» Source extract
□ □ □ □

As always it's not just the art that was fun to browse. The people were just as compelling, from an intense Dennis Hopper going undercover in tweed and flat-cap to a domestic Jarvis Cocker with his family. Two bright young things in regulation spiky haircuts, 80s jackets and Michael Caine glasses earnestly commented on how pretentious everyone was; while an ageing hipster crossed uncertainly between Jay Jopling and Joe Pasquale valiantly tried to control his more spontaneous designer-clothed offspring; and less established gallerists from Germany or Spain stood forlornly as the crowds resolutely ambled past towards the more recognisable names; at White Cube one client was even treated to his own impromptu show of various Gary Hume American Tan paintings. The air was heavy with aspiration, money & sometimes even art. And still it was the most fun you can have in a tent in Regent's Park.

Saturday 6 October 2007

A Jet Tone Production

Four words from the late nineties that laid out a thrilling paradigm of city life soaked in the neon-lit photography of Chris Doyle & a tantalisingly eclectic pop soundtrack. For me, the films of Wong Kar-Wai still represent those potential possibilities of urban living. And although I've yet to meet a hitman who's the object of unrequited passion, a cop so quite obsessed by tinned pineapple, or even a Chinese femme fatale in a blonde wig, I'm still holding out for such encounters. The city is where it happens. As Dylan Moran once said, it's just a much more likely place for conversation and cafes. Galleries, cinemas, theatres, museums and delicatessens too, come to that. That's not at all to say the countryside is bereft of meaning (it's sublime in Poussin's history paintings, the recent films of Zhang Yimou, and glimpsed fleetingly in dappled roseate sunlight through the dusty windows of a high-speed train), but all that implied hiking & shorts-wearing feels like a strange lack of imagination when you can have 37 types of falafel and browse insouciantly in a record shop. And when you can eat ice-cream with strangers in the wee small hours as The Cranberries pump out from a 24-hour cafe. Yes, those four words show the way it can be.

□ □ □ □

» Stored items
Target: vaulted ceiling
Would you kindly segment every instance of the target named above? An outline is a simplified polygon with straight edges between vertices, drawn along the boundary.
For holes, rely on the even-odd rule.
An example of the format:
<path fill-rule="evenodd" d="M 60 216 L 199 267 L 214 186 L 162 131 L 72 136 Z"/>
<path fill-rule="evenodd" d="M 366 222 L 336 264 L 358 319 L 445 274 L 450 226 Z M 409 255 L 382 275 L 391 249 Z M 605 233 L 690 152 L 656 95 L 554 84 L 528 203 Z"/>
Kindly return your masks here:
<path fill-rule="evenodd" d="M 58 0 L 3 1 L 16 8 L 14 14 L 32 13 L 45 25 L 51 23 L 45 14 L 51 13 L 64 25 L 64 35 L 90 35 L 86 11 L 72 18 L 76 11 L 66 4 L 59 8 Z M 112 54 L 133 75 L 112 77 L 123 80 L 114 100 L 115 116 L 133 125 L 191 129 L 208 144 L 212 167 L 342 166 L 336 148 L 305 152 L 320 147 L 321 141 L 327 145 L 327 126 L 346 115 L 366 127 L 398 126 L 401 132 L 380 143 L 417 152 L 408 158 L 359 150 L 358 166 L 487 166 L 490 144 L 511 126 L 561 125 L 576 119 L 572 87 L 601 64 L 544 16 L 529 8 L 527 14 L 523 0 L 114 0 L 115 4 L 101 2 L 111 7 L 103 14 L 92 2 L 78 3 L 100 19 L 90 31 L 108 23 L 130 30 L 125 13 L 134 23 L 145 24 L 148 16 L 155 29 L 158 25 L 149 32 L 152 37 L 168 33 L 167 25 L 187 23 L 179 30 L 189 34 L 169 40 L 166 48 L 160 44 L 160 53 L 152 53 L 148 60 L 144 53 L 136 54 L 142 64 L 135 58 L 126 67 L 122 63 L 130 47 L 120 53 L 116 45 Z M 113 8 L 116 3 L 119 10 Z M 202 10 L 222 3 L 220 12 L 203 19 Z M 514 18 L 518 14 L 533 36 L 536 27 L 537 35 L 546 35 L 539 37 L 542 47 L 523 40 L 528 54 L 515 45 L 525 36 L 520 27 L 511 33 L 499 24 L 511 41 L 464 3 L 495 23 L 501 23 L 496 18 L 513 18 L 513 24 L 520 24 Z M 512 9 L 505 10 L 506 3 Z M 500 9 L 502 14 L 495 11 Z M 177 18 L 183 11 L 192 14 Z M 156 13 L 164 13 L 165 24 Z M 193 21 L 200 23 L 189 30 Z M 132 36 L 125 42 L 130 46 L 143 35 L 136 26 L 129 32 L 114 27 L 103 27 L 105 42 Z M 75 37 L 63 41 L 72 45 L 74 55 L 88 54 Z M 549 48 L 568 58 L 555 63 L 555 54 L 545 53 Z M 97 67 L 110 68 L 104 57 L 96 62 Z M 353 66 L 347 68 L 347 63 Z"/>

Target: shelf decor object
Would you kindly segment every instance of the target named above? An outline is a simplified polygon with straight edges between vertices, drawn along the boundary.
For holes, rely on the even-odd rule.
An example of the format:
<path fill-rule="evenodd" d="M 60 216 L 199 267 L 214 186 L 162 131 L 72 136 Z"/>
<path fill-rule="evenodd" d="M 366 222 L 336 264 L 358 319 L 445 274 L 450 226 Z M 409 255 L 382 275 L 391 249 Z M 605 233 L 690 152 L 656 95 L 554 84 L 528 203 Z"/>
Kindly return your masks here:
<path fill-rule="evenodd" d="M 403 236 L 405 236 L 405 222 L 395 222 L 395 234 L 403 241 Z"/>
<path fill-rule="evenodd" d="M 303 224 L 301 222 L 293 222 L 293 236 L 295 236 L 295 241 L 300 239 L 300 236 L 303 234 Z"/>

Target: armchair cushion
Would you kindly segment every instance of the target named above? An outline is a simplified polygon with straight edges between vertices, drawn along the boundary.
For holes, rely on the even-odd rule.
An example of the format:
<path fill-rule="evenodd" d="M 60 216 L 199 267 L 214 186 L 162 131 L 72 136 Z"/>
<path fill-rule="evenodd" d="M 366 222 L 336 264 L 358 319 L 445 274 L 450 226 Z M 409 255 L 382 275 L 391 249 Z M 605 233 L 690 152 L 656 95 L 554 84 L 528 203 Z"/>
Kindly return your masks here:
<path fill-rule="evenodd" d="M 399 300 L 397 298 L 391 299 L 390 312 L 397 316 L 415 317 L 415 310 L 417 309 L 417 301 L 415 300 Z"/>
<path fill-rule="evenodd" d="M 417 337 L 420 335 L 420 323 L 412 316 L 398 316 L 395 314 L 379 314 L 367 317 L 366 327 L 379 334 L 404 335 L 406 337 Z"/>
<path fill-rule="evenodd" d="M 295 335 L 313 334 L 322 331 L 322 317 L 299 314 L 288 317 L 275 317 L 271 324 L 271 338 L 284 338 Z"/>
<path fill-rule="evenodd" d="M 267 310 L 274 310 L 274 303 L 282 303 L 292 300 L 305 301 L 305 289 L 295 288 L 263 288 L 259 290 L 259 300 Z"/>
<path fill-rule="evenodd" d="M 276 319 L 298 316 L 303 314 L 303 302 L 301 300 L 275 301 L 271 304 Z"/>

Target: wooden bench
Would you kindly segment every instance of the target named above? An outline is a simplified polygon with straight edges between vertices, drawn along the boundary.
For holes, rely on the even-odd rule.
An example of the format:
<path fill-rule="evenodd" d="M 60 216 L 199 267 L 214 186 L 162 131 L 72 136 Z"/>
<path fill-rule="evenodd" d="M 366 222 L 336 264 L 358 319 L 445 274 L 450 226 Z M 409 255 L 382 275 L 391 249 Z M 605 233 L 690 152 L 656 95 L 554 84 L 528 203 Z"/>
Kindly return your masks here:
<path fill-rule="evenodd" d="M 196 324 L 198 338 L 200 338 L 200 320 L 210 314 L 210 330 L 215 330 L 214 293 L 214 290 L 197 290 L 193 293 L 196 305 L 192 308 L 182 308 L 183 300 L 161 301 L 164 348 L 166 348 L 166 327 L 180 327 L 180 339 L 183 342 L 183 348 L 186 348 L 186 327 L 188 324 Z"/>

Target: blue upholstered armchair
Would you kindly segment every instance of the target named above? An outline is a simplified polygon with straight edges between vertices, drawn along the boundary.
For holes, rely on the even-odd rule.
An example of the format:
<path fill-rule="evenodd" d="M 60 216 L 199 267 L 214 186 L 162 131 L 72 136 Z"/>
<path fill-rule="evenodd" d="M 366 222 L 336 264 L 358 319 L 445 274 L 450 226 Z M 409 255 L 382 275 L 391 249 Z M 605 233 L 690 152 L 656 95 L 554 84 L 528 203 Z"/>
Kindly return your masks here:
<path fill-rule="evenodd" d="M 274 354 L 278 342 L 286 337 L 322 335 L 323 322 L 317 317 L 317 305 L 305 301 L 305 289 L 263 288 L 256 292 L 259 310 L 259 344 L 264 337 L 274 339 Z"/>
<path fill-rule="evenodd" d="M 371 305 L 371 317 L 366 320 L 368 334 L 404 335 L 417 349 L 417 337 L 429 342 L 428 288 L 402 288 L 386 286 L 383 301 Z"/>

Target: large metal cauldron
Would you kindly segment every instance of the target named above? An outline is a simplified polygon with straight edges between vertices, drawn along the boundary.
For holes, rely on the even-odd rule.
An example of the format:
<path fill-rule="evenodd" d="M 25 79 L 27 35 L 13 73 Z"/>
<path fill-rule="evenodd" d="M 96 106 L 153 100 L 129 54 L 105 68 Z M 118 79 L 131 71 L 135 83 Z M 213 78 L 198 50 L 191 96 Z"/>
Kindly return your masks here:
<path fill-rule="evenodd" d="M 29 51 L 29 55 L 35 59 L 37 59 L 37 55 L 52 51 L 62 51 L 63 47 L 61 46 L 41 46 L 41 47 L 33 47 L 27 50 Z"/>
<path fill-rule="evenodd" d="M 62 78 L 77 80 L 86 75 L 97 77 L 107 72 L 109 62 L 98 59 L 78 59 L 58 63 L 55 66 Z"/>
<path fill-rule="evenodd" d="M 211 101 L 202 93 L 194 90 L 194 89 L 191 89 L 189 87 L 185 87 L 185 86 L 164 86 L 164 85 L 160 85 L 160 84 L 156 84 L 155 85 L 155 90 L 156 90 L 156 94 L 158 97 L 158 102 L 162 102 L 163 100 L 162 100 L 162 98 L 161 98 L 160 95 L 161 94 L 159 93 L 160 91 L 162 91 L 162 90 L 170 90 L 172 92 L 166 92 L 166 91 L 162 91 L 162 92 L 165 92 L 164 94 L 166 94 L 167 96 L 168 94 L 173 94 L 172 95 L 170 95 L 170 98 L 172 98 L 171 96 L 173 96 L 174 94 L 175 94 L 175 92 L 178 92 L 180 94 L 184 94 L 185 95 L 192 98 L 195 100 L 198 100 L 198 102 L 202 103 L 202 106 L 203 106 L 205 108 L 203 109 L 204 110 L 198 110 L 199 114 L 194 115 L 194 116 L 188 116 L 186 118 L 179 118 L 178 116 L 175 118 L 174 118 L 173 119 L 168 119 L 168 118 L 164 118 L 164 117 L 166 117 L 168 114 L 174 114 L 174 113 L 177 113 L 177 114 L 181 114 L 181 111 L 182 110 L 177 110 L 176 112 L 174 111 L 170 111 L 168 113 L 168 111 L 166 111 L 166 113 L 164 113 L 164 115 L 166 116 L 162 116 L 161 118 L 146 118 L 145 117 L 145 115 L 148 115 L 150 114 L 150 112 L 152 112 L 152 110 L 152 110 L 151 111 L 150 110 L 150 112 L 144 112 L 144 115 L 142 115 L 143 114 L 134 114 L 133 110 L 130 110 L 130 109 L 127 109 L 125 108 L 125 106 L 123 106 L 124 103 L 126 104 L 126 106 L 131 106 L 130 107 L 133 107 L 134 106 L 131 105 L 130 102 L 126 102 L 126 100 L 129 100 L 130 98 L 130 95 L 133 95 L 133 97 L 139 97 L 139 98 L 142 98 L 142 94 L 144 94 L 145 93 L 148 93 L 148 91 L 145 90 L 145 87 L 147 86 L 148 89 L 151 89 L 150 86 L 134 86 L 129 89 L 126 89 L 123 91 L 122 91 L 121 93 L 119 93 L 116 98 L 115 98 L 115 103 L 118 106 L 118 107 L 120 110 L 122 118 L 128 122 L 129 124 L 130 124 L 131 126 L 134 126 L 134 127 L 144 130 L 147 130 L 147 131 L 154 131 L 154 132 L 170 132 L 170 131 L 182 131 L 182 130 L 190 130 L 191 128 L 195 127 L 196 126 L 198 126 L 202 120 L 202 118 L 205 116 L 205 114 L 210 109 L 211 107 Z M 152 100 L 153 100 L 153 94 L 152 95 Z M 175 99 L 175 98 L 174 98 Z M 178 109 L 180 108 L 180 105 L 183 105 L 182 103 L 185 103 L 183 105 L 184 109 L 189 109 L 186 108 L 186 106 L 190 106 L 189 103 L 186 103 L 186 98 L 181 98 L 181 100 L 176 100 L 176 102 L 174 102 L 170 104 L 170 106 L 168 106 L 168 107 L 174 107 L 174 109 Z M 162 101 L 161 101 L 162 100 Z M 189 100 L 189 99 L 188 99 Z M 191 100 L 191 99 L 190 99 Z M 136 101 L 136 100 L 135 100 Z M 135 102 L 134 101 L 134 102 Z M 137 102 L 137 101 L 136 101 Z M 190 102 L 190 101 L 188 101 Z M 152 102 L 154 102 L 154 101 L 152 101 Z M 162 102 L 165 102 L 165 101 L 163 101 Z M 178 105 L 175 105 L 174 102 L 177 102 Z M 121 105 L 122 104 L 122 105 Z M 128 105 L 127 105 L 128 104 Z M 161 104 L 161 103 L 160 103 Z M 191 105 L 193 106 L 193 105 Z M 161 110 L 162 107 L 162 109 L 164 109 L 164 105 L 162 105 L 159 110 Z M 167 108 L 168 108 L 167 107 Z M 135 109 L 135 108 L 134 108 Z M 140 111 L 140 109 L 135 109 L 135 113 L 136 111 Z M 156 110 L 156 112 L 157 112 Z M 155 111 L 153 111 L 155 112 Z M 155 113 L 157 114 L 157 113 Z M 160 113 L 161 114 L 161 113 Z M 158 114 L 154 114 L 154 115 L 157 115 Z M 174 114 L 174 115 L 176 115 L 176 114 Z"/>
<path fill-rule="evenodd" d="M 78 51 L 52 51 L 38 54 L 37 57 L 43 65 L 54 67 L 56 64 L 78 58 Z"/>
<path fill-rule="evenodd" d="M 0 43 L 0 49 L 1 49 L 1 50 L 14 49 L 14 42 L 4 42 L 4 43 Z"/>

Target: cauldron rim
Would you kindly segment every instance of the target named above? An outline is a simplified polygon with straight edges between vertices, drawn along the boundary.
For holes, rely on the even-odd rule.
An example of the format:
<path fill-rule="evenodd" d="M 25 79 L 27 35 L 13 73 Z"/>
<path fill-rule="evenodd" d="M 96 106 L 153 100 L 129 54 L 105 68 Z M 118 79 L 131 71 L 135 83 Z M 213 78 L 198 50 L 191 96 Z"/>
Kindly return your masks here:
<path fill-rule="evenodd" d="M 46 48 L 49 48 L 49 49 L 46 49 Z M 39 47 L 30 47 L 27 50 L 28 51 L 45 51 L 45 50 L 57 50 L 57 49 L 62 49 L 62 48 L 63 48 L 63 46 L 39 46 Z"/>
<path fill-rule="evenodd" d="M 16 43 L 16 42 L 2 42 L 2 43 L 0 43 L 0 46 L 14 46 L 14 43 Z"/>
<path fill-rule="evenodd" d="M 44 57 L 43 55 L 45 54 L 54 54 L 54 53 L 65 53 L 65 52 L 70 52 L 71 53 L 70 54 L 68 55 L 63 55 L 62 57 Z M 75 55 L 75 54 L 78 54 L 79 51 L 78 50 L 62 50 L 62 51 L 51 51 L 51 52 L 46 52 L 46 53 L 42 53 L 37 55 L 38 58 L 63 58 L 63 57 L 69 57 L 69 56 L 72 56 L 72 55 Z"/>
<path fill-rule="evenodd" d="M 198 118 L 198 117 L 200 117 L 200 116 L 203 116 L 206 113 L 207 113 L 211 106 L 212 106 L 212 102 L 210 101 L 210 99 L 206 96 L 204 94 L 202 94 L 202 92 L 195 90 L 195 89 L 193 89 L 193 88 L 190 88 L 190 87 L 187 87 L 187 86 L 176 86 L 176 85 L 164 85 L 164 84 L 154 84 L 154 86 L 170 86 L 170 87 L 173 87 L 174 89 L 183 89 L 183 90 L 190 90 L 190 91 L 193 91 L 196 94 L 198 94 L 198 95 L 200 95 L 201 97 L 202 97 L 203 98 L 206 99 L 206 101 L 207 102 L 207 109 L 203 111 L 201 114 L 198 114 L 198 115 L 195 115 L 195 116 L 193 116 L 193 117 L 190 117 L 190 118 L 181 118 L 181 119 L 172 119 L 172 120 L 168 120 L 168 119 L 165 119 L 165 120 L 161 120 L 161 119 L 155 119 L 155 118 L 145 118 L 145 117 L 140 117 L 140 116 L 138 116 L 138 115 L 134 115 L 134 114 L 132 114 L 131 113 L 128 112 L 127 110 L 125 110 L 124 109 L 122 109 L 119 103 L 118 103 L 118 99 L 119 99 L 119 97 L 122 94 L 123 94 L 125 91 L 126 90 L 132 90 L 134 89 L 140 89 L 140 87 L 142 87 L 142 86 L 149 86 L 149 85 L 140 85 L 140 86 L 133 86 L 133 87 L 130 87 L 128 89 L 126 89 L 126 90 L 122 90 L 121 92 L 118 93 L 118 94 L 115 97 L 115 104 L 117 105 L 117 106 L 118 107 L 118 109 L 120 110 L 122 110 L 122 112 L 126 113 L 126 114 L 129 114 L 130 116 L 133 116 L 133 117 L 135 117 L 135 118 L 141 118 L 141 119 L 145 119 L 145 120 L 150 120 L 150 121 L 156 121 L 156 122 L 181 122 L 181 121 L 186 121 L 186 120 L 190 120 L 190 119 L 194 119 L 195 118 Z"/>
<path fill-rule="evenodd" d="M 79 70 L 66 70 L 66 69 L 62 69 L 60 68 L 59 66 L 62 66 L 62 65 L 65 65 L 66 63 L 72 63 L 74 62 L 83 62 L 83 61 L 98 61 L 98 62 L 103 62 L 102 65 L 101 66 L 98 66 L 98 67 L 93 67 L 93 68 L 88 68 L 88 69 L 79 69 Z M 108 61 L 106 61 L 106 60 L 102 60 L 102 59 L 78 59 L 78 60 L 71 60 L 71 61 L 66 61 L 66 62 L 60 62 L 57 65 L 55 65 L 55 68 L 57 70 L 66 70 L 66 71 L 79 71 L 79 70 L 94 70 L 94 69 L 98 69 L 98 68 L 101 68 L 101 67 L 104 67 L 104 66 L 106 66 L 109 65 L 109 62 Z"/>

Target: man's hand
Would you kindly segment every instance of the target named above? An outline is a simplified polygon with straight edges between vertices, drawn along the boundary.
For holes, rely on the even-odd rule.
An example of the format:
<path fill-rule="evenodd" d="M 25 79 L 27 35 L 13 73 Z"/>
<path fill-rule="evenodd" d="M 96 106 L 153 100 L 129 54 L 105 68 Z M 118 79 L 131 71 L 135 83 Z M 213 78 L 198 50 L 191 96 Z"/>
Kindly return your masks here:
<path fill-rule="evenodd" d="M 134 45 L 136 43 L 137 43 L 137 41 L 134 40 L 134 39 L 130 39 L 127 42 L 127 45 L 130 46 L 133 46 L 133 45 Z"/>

□ □ □ □

» Exercise objective
In one to three sentences, please explain why the excerpt says the hiking and shorts-wearing implied by the countryside feel like a strange lack of imagination.

» Response
That kind of outdoor life seems unimaginative when, in the city, you can have 37 types of falafel and browse insouciantly in a record shop. You can also eat ice-cream with strangers in the wee small hours as The Cranberries pump out from a 24-hour cafe.